Pointing dataset excerpts

────────────────────────────────────────

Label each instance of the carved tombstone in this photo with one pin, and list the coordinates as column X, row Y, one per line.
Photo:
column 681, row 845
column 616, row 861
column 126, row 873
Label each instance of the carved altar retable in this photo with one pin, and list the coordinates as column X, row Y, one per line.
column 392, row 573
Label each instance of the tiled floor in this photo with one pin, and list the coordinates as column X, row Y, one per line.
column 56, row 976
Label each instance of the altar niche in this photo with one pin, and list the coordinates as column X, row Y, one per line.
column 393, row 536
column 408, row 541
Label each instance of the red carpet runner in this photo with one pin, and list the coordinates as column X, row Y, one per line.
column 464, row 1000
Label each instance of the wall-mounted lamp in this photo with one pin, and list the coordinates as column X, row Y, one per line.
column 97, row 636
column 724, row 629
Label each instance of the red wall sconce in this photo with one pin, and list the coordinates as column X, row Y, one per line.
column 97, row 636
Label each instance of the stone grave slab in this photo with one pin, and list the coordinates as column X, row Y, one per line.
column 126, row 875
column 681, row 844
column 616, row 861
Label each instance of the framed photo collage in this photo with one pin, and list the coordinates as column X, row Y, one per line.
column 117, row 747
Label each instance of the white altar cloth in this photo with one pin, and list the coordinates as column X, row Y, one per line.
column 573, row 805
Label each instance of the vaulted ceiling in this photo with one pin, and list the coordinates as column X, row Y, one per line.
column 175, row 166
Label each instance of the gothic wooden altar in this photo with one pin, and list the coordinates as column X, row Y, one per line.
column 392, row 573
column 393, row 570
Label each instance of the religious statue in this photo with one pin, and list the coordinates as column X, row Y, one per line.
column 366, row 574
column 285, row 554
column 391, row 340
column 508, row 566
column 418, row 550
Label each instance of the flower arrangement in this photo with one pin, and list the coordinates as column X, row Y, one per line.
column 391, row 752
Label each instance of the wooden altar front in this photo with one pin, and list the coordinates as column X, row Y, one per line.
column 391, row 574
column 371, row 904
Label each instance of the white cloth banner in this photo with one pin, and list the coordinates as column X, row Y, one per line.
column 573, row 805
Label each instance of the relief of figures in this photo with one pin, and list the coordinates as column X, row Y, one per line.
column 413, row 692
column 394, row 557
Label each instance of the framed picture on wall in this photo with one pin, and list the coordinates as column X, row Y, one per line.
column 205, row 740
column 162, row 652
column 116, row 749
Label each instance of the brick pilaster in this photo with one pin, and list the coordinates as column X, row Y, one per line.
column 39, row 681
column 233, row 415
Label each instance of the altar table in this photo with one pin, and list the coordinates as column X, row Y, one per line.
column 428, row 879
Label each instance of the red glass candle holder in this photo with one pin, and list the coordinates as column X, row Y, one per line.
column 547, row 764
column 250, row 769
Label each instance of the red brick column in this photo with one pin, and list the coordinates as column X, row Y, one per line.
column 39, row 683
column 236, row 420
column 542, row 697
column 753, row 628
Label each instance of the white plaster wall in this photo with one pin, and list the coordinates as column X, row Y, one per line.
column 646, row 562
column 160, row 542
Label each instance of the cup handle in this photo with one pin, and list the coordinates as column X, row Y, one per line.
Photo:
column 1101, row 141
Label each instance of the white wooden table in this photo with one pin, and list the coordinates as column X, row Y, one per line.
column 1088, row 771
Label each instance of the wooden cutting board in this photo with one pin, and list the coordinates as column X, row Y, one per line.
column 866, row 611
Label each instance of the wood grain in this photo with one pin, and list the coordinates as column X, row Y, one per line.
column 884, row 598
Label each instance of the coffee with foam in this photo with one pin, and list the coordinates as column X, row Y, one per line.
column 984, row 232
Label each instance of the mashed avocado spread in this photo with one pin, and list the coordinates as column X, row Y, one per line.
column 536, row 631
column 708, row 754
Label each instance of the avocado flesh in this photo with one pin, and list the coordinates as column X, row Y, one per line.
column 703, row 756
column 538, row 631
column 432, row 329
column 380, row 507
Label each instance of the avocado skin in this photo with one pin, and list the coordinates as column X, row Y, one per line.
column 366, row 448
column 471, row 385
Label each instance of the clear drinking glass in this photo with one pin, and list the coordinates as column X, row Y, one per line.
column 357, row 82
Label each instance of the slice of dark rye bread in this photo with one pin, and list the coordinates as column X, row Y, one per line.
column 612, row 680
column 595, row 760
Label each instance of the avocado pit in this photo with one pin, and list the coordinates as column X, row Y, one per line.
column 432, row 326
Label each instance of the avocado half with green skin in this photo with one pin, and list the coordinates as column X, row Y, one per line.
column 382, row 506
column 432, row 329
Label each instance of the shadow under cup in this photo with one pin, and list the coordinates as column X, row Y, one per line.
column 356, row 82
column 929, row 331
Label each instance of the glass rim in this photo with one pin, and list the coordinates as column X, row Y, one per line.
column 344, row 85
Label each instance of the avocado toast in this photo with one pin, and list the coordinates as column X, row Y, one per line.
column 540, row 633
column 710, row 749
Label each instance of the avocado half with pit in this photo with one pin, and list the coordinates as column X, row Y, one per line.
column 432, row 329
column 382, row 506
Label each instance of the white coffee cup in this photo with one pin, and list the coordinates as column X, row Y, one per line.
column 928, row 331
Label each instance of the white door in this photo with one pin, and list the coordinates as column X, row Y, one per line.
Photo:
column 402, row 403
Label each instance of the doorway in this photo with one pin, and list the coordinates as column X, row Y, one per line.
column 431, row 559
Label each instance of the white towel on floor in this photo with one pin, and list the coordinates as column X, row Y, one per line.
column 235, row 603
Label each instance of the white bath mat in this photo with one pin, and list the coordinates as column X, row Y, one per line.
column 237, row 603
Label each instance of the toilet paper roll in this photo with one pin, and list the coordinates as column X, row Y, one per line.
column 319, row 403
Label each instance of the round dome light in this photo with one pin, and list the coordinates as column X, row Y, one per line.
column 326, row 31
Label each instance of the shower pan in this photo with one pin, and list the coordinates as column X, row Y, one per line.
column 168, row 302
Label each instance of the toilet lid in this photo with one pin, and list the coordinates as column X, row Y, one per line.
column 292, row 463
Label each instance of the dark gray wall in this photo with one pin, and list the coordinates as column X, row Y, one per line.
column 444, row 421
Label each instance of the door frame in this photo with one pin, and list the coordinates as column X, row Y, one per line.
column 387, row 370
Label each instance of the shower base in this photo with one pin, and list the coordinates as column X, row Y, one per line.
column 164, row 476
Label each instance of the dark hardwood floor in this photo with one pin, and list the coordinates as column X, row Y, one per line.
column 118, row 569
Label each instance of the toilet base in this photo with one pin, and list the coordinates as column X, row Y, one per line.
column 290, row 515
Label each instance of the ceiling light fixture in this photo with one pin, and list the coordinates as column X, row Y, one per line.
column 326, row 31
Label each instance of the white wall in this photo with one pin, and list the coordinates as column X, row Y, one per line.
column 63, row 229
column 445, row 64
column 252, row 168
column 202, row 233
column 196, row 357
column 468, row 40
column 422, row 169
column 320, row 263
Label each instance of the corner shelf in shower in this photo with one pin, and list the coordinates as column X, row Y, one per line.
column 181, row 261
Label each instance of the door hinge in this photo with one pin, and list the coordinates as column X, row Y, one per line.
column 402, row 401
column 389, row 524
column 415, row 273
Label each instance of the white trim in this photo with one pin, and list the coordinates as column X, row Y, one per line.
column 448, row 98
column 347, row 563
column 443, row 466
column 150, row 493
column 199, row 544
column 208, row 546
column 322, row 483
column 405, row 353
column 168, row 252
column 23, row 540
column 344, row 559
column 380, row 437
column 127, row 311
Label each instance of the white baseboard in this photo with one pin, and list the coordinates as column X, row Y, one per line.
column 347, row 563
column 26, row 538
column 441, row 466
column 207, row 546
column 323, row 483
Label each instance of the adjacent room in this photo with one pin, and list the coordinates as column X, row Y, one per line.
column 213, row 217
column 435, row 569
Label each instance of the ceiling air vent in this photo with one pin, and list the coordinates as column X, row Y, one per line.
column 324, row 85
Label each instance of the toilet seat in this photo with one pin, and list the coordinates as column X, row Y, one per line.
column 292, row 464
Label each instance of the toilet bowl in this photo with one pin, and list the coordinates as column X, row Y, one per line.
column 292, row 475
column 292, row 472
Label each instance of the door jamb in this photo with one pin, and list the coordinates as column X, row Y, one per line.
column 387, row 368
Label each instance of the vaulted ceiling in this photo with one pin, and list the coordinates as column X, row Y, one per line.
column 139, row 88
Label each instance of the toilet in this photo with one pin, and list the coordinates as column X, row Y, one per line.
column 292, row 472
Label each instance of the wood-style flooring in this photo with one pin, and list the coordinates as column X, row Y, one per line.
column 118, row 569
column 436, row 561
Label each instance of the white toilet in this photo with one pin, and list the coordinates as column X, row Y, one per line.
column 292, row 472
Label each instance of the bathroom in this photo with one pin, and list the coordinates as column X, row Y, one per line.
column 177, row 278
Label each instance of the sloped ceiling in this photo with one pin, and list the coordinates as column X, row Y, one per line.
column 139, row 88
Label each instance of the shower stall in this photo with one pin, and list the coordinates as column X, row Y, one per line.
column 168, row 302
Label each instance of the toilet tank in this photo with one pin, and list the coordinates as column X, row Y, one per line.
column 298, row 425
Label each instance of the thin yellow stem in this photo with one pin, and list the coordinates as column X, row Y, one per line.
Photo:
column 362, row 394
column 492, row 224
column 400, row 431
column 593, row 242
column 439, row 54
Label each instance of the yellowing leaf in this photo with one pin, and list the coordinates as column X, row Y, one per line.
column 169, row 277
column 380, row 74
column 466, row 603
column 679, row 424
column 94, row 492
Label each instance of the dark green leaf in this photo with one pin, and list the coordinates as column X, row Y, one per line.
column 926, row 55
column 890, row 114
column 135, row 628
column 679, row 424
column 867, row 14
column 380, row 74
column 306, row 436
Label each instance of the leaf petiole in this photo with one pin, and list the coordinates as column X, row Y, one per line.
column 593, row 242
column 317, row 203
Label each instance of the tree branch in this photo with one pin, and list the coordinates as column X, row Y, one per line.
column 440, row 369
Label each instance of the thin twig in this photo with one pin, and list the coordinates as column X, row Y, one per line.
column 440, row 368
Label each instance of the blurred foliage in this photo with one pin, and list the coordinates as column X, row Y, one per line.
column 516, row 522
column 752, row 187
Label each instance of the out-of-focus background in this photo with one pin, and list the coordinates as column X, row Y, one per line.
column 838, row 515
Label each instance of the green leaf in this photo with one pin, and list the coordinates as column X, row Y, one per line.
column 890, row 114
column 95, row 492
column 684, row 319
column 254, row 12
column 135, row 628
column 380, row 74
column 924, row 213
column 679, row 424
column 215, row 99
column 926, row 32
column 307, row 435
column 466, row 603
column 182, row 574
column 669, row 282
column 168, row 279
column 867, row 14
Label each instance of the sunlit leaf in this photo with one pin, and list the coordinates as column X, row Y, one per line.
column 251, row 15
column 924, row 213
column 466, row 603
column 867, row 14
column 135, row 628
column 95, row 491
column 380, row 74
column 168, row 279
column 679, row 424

────────────────────────────────────────

### Requirements
Copy the listing word for word from its first line through the line that contains "column 56, row 976", and stop there.

### Response
Label each instance of the carved tombstone in this photo with one pin, and list the coordinates as column X, row Y, one per line.
Photo:
column 681, row 845
column 616, row 861
column 126, row 873
Label each instance of the carved altar retable in this photo with one pin, and list the coordinates as column X, row Y, one per line.
column 392, row 573
Label each instance of the tiled floor in this photo with one pin, and list the coordinates as column X, row Y, one per line.
column 56, row 976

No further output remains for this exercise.